____ GIVEN RECORDS

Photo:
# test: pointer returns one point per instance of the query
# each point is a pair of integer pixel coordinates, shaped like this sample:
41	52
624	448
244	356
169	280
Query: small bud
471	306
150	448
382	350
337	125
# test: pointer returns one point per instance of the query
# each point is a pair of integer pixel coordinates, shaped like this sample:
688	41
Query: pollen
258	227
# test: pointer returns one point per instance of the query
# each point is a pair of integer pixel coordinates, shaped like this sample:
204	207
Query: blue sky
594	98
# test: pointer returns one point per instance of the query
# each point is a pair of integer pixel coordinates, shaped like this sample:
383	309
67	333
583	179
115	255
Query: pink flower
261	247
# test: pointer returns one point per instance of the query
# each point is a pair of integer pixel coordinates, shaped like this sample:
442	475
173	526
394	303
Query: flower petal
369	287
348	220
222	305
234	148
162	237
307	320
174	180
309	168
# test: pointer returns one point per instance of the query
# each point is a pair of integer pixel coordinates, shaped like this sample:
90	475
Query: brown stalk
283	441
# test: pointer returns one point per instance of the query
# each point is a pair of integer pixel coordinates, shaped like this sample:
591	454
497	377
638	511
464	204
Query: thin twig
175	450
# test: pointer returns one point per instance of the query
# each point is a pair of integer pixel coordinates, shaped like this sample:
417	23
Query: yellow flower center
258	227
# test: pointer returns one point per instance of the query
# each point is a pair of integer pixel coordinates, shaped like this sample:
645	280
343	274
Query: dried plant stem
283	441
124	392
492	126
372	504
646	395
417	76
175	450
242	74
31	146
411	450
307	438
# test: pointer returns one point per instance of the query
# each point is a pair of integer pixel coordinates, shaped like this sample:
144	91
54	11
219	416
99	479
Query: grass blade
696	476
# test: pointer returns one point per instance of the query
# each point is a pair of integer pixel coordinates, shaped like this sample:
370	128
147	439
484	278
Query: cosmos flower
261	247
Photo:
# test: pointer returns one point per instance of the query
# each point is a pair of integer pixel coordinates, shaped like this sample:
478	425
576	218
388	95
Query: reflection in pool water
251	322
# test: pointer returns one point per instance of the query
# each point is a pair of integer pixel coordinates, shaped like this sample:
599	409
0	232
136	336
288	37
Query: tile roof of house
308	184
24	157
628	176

________

### WHAT IS ASKED
Could you reproduce every record above exactly as it appears?

### EXERCISE OUTPUT
Photo:
# test: pointer returns one point per instance of the query
# each point is a pair of integer pixel coordinates, shaped like this sample:
41	52
624	448
244	356
169	280
Query: small bud
471	306
150	448
382	350
337	125
# test: pointer returns one point per instance of the query
# each point is a pair of integer pixel coordinates, shaped like this sample:
688	41
Query: pollen
258	227
# test: pointer returns one point per instance of the query
# each point is a pair of integer pixel coordinates, shaped like this sample:
204	207
Query: blue sky
594	98
# test: pointer returns one point per instance of the query
# each point is a pair of integer pixel coordinates, shaped like this sample:
383	309
67	333
583	179
115	255
Query: pink flower
261	247
# test: pointer returns one point per instance of the query
# each point is a pair of integer pixel coordinates, shaped like this sample:
442	475
173	526
394	303
Query: flower petal
369	287
348	220
222	305
234	148
162	237
307	320
174	180
309	168
# test: pointer returns one point per instance of the query
# each point is a pair of integer pixel coordinates, shaped like this sample:
90	475
Query: brown stalk
283	441
# test: pointer returns one point per instance of the query
# each point is a pair of integer pixel coordinates, shaped like this sample:
591	454
497	377
638	511
464	204
Query: thin twig
175	450
# test: pointer returns one point per instance of the query
# each point is a pair of integer pixel coordinates, shaped like this sample:
417	23
Query: yellow flower center
258	227
# test: pointer returns one point per instance of the query
# each point is a pair of integer pixel coordinates, shaped like this sample:
645	280
343	274
Query: dried plant stem
283	441
124	392
492	126
372	504
646	395
417	76
175	450
242	74
31	146
411	450
307	438
# test: pointer returns one point per instance of the query
# each point is a pair of integer pixel coordinates, shaped like this sample:
144	91
54	11
219	416
99	479
Query: grass blade
696	476
# test: pointer returns one point per instance of the query
# each point is a pair of integer pixel coordinates, shaped like this sample:
370	128
147	439
484	278
Query: cosmos flower
261	247
Photo:
# test: pointer returns one point per instance of the query
# each point is a pair of integer pixel coordinates, shaped like this sample:
478	425
576	218
388	95
Query: reflection in pool water
251	322
# test: pointer returns one point per instance of the query
# each point is a pair of integer pixel coordinates, shaped like this sample:
599	409
0	232
136	336
288	37
Query: tile roof of house
308	184
24	157
628	176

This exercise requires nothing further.